What the task asks => Turn the rows below, from the line with "the stone column" to the line with "[124,807,858,1218]" (both included), into a Markdown table with the columns Number and Line. Put each line in its own table row with a running number, and leave out blank lines.

Items =>

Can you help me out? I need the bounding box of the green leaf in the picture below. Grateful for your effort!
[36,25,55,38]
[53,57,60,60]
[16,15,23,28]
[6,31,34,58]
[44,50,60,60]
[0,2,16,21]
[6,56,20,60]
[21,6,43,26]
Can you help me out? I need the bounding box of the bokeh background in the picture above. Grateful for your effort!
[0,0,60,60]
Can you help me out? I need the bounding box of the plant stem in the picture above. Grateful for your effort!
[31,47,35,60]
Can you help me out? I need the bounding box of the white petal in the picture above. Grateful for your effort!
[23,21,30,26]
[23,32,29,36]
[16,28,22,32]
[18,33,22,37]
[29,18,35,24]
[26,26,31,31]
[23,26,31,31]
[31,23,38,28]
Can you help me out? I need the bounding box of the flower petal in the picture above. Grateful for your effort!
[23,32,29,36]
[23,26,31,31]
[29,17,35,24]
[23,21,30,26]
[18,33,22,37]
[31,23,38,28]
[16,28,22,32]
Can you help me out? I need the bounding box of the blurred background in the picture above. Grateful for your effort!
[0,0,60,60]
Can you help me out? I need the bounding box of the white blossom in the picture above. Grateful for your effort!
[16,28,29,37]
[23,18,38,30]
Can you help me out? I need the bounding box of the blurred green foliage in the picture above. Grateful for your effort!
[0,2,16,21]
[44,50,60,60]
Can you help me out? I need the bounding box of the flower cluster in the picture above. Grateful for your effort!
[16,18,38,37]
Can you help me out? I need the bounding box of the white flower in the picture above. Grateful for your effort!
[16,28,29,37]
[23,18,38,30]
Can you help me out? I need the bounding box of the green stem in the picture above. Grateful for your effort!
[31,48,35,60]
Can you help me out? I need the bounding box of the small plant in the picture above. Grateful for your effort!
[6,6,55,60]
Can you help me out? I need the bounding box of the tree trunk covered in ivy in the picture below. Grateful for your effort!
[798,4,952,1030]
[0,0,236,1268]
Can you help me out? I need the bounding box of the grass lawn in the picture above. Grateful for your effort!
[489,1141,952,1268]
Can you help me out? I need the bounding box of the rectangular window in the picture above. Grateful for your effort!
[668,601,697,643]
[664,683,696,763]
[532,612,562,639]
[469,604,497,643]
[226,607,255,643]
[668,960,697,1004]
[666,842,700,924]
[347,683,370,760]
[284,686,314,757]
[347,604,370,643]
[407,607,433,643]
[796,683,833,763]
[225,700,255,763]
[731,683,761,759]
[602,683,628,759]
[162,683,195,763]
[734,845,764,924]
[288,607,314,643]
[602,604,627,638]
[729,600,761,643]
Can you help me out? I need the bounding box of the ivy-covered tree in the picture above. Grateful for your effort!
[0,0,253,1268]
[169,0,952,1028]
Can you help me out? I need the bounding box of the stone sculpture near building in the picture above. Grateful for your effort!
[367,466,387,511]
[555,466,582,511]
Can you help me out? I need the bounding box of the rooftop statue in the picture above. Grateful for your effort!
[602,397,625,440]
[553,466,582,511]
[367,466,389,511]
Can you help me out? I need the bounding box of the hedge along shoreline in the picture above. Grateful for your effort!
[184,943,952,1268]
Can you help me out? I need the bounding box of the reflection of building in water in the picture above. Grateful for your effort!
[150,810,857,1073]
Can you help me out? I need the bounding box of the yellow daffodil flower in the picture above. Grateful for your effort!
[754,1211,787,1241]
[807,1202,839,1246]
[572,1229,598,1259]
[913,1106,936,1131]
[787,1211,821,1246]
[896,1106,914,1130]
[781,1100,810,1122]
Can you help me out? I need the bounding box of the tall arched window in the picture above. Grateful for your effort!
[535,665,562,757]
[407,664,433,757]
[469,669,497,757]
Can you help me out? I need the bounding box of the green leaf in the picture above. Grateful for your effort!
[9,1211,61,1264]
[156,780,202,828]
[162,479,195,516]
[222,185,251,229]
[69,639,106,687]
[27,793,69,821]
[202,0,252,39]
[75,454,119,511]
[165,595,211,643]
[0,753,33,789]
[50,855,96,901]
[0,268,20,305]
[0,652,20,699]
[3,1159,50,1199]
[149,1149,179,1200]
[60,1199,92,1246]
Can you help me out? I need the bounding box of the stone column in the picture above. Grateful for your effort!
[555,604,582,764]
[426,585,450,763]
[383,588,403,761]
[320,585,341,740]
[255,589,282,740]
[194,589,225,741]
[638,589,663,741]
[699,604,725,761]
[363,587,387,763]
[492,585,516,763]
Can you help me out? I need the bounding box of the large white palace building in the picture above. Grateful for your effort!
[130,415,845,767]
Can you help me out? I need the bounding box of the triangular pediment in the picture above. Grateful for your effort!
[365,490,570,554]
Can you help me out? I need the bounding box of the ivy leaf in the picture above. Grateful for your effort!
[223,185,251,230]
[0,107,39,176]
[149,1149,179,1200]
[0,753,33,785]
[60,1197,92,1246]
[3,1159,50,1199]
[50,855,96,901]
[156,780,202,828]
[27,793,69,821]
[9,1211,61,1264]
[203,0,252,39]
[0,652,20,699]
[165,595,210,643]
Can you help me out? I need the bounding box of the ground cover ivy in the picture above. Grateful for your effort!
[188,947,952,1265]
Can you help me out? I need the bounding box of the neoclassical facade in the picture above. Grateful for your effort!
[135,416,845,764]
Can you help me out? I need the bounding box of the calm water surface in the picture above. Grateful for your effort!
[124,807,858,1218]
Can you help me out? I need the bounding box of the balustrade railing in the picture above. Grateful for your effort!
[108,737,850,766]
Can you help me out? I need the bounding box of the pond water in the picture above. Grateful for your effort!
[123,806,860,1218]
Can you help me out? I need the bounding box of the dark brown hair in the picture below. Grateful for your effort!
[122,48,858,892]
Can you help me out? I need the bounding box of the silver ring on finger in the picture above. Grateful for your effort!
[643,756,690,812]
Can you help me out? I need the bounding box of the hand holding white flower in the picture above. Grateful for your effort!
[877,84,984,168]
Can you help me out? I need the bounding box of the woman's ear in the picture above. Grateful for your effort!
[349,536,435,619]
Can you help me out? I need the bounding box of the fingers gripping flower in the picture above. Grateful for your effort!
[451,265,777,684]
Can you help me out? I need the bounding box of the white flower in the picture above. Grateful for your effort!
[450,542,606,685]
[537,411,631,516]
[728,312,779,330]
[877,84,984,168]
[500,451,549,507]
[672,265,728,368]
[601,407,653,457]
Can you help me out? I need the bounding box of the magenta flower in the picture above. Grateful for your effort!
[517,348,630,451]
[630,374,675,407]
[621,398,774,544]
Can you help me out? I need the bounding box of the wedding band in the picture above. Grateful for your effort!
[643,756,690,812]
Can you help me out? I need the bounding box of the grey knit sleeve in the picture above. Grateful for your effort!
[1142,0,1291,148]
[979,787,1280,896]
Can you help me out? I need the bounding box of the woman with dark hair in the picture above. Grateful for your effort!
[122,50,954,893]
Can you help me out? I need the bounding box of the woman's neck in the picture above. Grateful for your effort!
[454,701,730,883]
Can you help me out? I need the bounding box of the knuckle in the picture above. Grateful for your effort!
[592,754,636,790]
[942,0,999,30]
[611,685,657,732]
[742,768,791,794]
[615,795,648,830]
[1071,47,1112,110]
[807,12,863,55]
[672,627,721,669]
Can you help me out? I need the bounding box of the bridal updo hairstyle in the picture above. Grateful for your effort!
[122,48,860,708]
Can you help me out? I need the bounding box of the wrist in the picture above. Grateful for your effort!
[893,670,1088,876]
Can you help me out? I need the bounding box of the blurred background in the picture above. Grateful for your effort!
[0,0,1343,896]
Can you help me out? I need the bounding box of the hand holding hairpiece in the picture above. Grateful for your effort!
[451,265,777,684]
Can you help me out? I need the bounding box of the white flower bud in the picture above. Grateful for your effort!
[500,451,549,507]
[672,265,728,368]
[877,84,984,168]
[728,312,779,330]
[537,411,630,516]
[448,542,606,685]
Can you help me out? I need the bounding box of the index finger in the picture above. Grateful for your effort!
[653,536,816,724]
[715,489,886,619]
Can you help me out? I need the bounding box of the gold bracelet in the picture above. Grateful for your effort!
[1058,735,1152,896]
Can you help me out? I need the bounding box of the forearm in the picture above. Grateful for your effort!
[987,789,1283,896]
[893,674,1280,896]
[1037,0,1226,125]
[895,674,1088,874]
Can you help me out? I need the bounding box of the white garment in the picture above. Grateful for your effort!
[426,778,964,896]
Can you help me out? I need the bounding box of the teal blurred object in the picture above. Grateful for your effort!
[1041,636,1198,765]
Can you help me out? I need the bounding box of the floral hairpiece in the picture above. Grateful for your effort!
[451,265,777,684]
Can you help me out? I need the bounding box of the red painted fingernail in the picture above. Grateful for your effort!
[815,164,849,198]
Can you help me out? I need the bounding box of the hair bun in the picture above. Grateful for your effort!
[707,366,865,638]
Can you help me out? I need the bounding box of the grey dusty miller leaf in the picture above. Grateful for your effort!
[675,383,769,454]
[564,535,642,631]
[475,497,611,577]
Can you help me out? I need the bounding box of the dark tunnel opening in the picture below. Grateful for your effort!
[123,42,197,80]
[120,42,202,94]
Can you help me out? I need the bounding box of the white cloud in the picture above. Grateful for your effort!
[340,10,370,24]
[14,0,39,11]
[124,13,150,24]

Result =>
| Number | Line |
|---|---|
| 1 | Can you help me out? I need the bounding box of the stone column in the picture above. Grateful for your effort! |
| 2 | [555,604,582,764] |
| 3 | [426,585,450,763] |
| 4 | [383,588,403,761] |
| 5 | [320,585,341,740] |
| 6 | [255,589,282,740] |
| 7 | [194,589,225,741] |
| 8 | [638,589,663,741] |
| 9 | [699,604,725,761] |
| 10 | [363,587,387,763] |
| 11 | [492,585,516,763] |
| 12 | Can you help me out? I need the bounding box of the large white palace building in the picture above. Grateful for your effort! |
| 13 | [130,415,845,767] |
| 14 | Can you help me out? I need the bounding box of the triangular pediment in the picture above. Grateful for your effort! |
| 15 | [365,490,570,554] |
| 16 | Can you help me out? I need the bounding box of the ivy leaf in the picture above. Grateful for your effort! |
| 17 | [223,185,251,230] |
| 18 | [0,107,39,176] |
| 19 | [149,1149,179,1200] |
| 20 | [0,753,33,785] |
| 21 | [60,1197,92,1246] |
| 22 | [3,1159,50,1199] |
| 23 | [50,855,96,901] |
| 24 | [156,780,202,828] |
| 25 | [27,793,69,821] |
| 26 | [9,1211,61,1264] |
| 27 | [203,0,252,39] |
| 28 | [0,652,20,699] |
| 29 | [165,595,210,643] |
| 30 | Can you help me out? I need the bounding box of the ground cover ivy in the picture above. Grateful for your effort! |
| 31 | [188,947,952,1265] |
| 32 | Can you help me out? I need the bounding box of the neoclassical facade in the picture above. Grateful for your effort! |
| 33 | [135,416,845,764] |
| 34 | Can you help me out? I need the bounding box of the calm water surface in the picture above. Grateful for your effort! |
| 35 | [124,807,858,1218] |